== Task description ==
Recast the whole listing below as a JSON list of strings, one string per line, with blank lines dropped and the pictures left out.

== Given records ==
▬▬▬▬▬▬▬▬▬▬

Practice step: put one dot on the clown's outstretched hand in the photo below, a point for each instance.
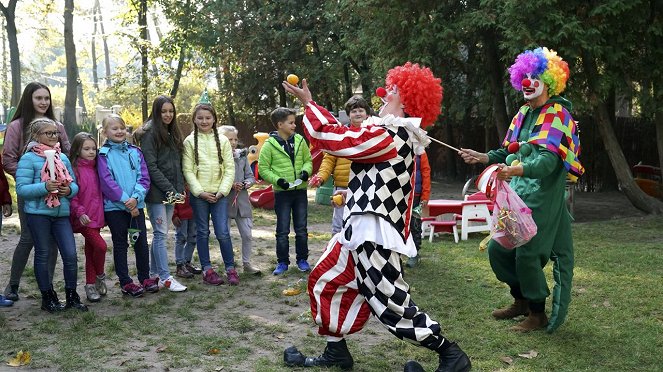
(303, 93)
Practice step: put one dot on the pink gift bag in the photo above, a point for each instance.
(513, 224)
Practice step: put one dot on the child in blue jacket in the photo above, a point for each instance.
(47, 188)
(124, 183)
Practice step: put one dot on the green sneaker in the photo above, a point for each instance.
(412, 261)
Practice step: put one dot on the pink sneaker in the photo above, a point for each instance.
(212, 278)
(233, 278)
(151, 285)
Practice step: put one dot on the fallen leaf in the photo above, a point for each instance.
(292, 291)
(529, 355)
(22, 358)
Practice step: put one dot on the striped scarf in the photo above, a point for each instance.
(61, 173)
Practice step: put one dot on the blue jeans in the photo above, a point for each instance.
(160, 215)
(295, 201)
(45, 230)
(202, 210)
(185, 241)
(119, 223)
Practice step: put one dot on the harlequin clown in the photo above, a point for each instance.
(539, 153)
(360, 271)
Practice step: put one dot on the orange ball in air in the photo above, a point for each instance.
(337, 199)
(292, 79)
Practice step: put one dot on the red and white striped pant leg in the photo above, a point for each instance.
(380, 278)
(337, 306)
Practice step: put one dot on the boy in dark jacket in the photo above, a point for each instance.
(285, 162)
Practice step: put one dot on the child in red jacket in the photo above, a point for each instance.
(87, 214)
(185, 239)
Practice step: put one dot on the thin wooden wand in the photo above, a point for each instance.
(449, 146)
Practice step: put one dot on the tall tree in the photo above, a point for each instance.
(104, 39)
(72, 68)
(142, 47)
(95, 75)
(9, 12)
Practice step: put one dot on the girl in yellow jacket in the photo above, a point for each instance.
(209, 169)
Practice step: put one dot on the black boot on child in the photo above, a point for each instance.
(73, 300)
(49, 302)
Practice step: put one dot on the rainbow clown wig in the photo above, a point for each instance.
(544, 64)
(420, 91)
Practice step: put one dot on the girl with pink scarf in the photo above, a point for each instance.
(44, 179)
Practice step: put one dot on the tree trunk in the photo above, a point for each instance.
(637, 197)
(223, 81)
(326, 98)
(142, 23)
(9, 12)
(95, 77)
(72, 69)
(178, 72)
(495, 68)
(5, 70)
(347, 80)
(658, 119)
(104, 39)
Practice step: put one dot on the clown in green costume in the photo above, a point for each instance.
(543, 138)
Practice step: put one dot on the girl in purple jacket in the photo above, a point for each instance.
(87, 213)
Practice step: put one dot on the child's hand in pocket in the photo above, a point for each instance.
(84, 219)
(176, 221)
(52, 186)
(131, 203)
(7, 210)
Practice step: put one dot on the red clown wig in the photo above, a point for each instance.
(420, 91)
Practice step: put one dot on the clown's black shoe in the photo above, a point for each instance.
(453, 359)
(412, 366)
(336, 354)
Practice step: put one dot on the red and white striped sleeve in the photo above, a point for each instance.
(370, 144)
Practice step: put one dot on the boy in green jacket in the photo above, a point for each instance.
(285, 162)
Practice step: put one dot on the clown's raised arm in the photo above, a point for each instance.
(367, 144)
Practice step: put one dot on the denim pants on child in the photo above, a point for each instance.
(46, 231)
(285, 202)
(119, 222)
(185, 241)
(160, 216)
(23, 248)
(202, 211)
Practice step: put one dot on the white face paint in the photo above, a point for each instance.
(392, 104)
(532, 87)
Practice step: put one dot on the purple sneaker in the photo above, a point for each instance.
(303, 265)
(233, 278)
(132, 289)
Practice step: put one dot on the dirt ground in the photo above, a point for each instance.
(261, 290)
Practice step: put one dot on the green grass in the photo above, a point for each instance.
(615, 321)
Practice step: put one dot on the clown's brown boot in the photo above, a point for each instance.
(519, 307)
(532, 322)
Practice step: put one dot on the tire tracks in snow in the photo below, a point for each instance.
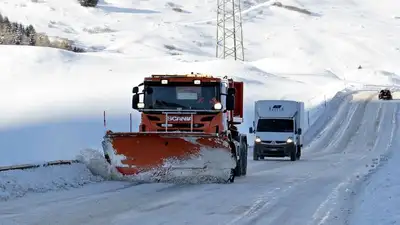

▬▬▬▬▬▬▬▬▬▬

== Full output ==
[
  "Practice step: put one dot on the clown's outstretched hand in the photo below, a point for each instance.",
  "(303, 93)",
  "Practice step: put one dot on the pink gift bag in the photo above, a point for each instance.",
  "(513, 224)",
  "Practice step: put one dot on the child in blue jacket in the photo above, a point for each instance.",
  "(47, 188)",
  "(124, 183)",
  "Practice step: put one dot on the green sneaker in the photo above, a point for each instance.",
  "(412, 261)",
  "Practice step: put one dot on the pink sneaker in the photo above, a point for each instance.",
  "(212, 278)",
  "(233, 278)",
  "(151, 285)",
  "Practice step: put one dot on the fallen leaf in the photo above, a point for each instance.",
  "(292, 291)",
  "(529, 355)",
  "(22, 358)",
  "Practice step: put one dot on the striped scarf in the photo above, a point for each instance.",
  "(61, 173)",
  "Practice step: put one dot on the blue jeans in the photo above, a point for each instance.",
  "(160, 215)",
  "(295, 201)",
  "(45, 230)",
  "(202, 210)",
  "(185, 241)",
  "(119, 223)",
  "Practice step: put one dot on the harlequin clown in the photo above, a point for each instance.",
  "(539, 153)",
  "(360, 271)",
  "Practice step: put one dot on the orange ball in air in the photo above, a point for each instance.",
  "(337, 199)",
  "(292, 79)",
  "Practice step: put one dot on the red and white striped pant leg in the photo above, a point for each instance.",
  "(380, 278)",
  "(337, 306)",
  "Practice step: put one dot on the boy in dark jacket in the photo above, a point for each instance.",
  "(285, 162)",
  "Practice step: put one dot on the child in red jacket in the photo above, a point for each instance.",
  "(87, 214)",
  "(185, 239)",
  "Practice step: put one dot on the thin wooden wand in the photo above, a point for each instance.",
  "(449, 146)",
  "Practice step: put one dot on the tall tree in the photo above, a point for each instance.",
  "(104, 39)",
  "(72, 68)",
  "(142, 47)",
  "(95, 75)",
  "(9, 12)",
  "Practice step: put one dot on the girl in yellow jacket in the photo above, a point for each instance.",
  "(209, 169)",
  "Practice step: put one dot on the black boot on child in the photo above, a point for each instance.",
  "(73, 300)",
  "(49, 302)",
  "Practice step: put one dot on the rainbow clown wig in the photo above, a point for each instance.",
  "(544, 64)",
  "(420, 91)",
  "Practice step: put one dot on the girl with pink scarf in the photo above, a point for each instance.",
  "(44, 179)",
  "Practice step: put one dot on the tree trunk in the photo above, a point for each instance.",
  "(637, 197)",
  "(223, 81)",
  "(326, 98)",
  "(142, 23)",
  "(9, 12)",
  "(95, 77)",
  "(72, 69)",
  "(178, 72)",
  "(495, 68)",
  "(5, 70)",
  "(347, 80)",
  "(658, 119)",
  "(104, 39)",
  "Practice step: put one dot on the clown in green costume in the photo above, a point for each instance.",
  "(543, 138)",
  "Practice step: put one dot on the girl in purple jacket in the photo above, a point for each instance.",
  "(87, 213)",
  "Practice step: put one dot on the child's hand in pocket in the photo above, a point for each instance.",
  "(84, 219)",
  "(176, 221)",
  "(52, 186)",
  "(131, 203)",
  "(7, 210)",
  "Practice step: put one dot on the red clown wig in the photo above, a point for each instance.",
  "(420, 91)",
  "Practice step: put one dot on the clown's black shoe in the photo above, a point for each instance.",
  "(453, 359)",
  "(412, 366)",
  "(336, 354)",
  "Practice step: put one dot on the red and white striped sleeve in the photo above, a point for each instance.",
  "(370, 144)",
  "Practice step: put one dot on the boy in green jacket in the photo above, a point for each instance.",
  "(285, 162)",
  "Practice step: put one dot on the clown's raised arm in the photo above, a point for each instance.",
  "(367, 144)",
  "Practice step: put one dot on the denim pants on child in the photo above, a point for each instance.",
  "(46, 231)",
  "(285, 202)",
  "(119, 222)",
  "(185, 241)",
  "(160, 216)",
  "(23, 248)",
  "(202, 211)",
  "Practice step: put one dot on the white face paint in the photo above, a point for each instance.",
  "(392, 104)",
  "(532, 87)",
  "Practice step: put one dot on the purple sneaker in the photo above, a point for each instance.",
  "(303, 265)",
  "(233, 278)",
  "(132, 289)",
  "Practice step: put one dot on the dirt ground in the photo above, a point for each instance.",
  "(261, 290)",
  "Practice step: put one dot on the green grass in the photo above, a point for each instance.",
  "(615, 321)",
  "Practice step: put one dot on the clown's brown boot in the photo above, a point for each instance.",
  "(519, 307)",
  "(532, 322)",
  "Practice step: put one dot on the tire tracks in snow in the photo below, a point for each instance."
]